▸ **Extracted data**
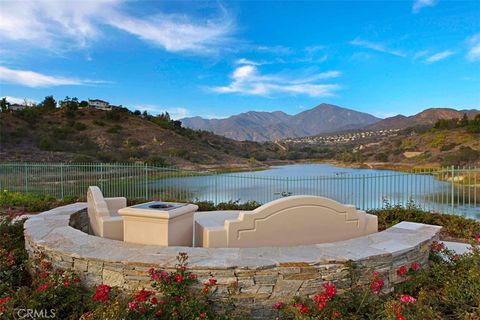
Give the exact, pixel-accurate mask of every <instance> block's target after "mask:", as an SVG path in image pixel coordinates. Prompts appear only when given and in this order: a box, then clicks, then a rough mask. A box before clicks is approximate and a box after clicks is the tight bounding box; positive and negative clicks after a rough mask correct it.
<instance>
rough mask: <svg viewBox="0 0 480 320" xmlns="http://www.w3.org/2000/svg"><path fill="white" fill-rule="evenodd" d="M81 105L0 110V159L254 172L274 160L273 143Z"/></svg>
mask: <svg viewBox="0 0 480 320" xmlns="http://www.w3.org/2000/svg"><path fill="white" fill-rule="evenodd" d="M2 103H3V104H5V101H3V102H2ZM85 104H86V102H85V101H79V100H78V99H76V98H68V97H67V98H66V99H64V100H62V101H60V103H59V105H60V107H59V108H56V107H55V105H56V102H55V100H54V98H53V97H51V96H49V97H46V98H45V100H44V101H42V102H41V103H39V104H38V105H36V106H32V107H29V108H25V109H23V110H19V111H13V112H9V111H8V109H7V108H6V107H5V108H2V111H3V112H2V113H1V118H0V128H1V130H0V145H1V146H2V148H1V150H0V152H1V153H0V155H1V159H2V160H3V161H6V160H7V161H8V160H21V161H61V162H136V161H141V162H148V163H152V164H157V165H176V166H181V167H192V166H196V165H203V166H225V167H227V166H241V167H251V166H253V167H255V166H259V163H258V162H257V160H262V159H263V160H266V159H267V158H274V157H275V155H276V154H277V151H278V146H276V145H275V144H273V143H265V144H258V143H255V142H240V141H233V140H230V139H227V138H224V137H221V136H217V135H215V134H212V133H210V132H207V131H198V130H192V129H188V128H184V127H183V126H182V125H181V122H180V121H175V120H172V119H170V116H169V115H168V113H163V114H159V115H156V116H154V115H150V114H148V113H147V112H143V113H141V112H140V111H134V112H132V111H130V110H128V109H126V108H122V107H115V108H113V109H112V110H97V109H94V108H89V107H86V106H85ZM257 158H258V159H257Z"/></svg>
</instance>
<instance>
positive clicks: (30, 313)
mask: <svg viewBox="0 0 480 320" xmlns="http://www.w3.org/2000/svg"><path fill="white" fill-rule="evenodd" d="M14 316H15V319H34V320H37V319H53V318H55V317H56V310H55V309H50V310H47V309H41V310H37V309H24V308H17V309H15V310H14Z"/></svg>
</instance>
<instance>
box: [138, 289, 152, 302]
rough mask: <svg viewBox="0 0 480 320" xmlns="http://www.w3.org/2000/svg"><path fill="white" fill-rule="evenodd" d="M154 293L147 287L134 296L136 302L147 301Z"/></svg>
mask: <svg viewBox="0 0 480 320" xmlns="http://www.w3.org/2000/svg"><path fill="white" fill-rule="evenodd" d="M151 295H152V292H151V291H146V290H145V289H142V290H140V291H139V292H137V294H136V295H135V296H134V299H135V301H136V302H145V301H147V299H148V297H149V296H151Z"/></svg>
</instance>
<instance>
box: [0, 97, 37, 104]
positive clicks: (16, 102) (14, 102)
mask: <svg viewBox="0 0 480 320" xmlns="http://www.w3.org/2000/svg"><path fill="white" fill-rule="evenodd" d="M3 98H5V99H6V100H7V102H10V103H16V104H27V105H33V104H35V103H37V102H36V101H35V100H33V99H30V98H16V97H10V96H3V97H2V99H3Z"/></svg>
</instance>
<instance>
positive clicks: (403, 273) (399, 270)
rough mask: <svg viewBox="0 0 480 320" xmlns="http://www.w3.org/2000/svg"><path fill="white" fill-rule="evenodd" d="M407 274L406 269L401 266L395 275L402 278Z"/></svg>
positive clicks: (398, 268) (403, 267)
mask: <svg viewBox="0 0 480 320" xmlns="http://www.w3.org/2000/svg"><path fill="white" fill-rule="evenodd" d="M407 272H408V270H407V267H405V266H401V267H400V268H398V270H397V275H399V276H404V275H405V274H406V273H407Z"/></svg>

▸ **Task goal**
Copy all records exactly, no images.

▸ **Exercise answer**
Give the exact, pixel-accurate mask of every <instance> block's target after "mask:", as an SVG path in image pixel coordinates. Prompts appear only when given and in this order: a box, then clicks, then a rough mask. A box before clicks is approximate and a box after clicks is the tight bounding box; positive and negative clicks after a rough mask correct it.
<instance>
rough mask: <svg viewBox="0 0 480 320" xmlns="http://www.w3.org/2000/svg"><path fill="white" fill-rule="evenodd" d="M81 105L0 110V159L254 172L274 160L273 143Z"/></svg>
mask: <svg viewBox="0 0 480 320" xmlns="http://www.w3.org/2000/svg"><path fill="white" fill-rule="evenodd" d="M2 103H3V104H5V101H3V102H2ZM85 104H86V102H85V101H79V100H78V99H76V98H68V97H67V98H66V99H64V100H62V101H60V103H59V105H60V107H59V108H56V107H55V105H56V102H55V100H54V98H53V97H51V96H49V97H46V98H45V100H44V101H42V102H41V103H39V104H38V105H36V106H32V107H29V108H25V109H23V110H19V111H13V112H9V111H8V109H7V108H6V107H5V108H2V111H3V112H2V113H1V118H0V128H1V130H0V145H1V146H2V148H1V150H0V152H1V153H0V155H1V159H2V160H3V161H6V160H7V161H8V160H21V161H61V162H136V161H141V162H148V163H152V164H157V165H176V166H181V167H192V166H196V165H203V166H225V167H227V166H241V167H251V166H253V167H255V166H259V163H258V162H257V160H262V159H263V160H266V159H267V158H274V157H275V155H276V154H277V151H278V146H276V145H275V144H273V143H265V144H258V143H255V142H240V141H233V140H230V139H227V138H224V137H221V136H217V135H215V134H212V133H210V132H207V131H198V130H192V129H188V128H184V127H183V126H182V125H181V122H180V121H175V120H172V119H170V116H169V115H168V113H163V114H159V115H156V116H154V115H150V114H148V113H147V112H143V113H141V112H140V111H134V112H132V111H130V110H128V109H126V108H122V107H115V108H113V109H112V110H97V109H94V108H89V107H86V106H85ZM257 158H258V159H257Z"/></svg>
</instance>
<instance>
positive clicks: (30, 313)
mask: <svg viewBox="0 0 480 320" xmlns="http://www.w3.org/2000/svg"><path fill="white" fill-rule="evenodd" d="M14 316H15V319H34V320H37V319H53V318H55V317H56V310H55V309H50V310H47V309H41V310H37V309H24V308H17V309H15V310H14Z"/></svg>
</instance>
<instance>
box: [138, 289, 152, 302]
rough mask: <svg viewBox="0 0 480 320" xmlns="http://www.w3.org/2000/svg"><path fill="white" fill-rule="evenodd" d="M154 293L147 287L134 296L136 302L147 301Z"/></svg>
mask: <svg viewBox="0 0 480 320" xmlns="http://www.w3.org/2000/svg"><path fill="white" fill-rule="evenodd" d="M151 295H152V292H151V291H146V290H145V289H142V290H140V291H139V292H137V294H136V295H135V296H134V299H135V301H136V302H145V301H147V299H148V297H149V296H151Z"/></svg>
</instance>
<instance>
box: [0, 97, 37, 104]
positive clicks: (16, 102) (14, 102)
mask: <svg viewBox="0 0 480 320" xmlns="http://www.w3.org/2000/svg"><path fill="white" fill-rule="evenodd" d="M3 98H5V99H6V100H7V102H10V103H16V104H27V105H33V104H35V103H37V102H36V101H35V100H33V99H30V98H16V97H10V96H3V97H2V99H3Z"/></svg>
</instance>
<instance>
positive clicks: (403, 273) (399, 270)
rough mask: <svg viewBox="0 0 480 320" xmlns="http://www.w3.org/2000/svg"><path fill="white" fill-rule="evenodd" d="M407 274L406 269L401 266L395 275L402 278Z"/></svg>
positive clicks: (398, 268) (403, 267)
mask: <svg viewBox="0 0 480 320" xmlns="http://www.w3.org/2000/svg"><path fill="white" fill-rule="evenodd" d="M407 272H408V270H407V267H405V266H401V267H400V268H398V270H397V275H399V276H404V275H405V274H406V273H407Z"/></svg>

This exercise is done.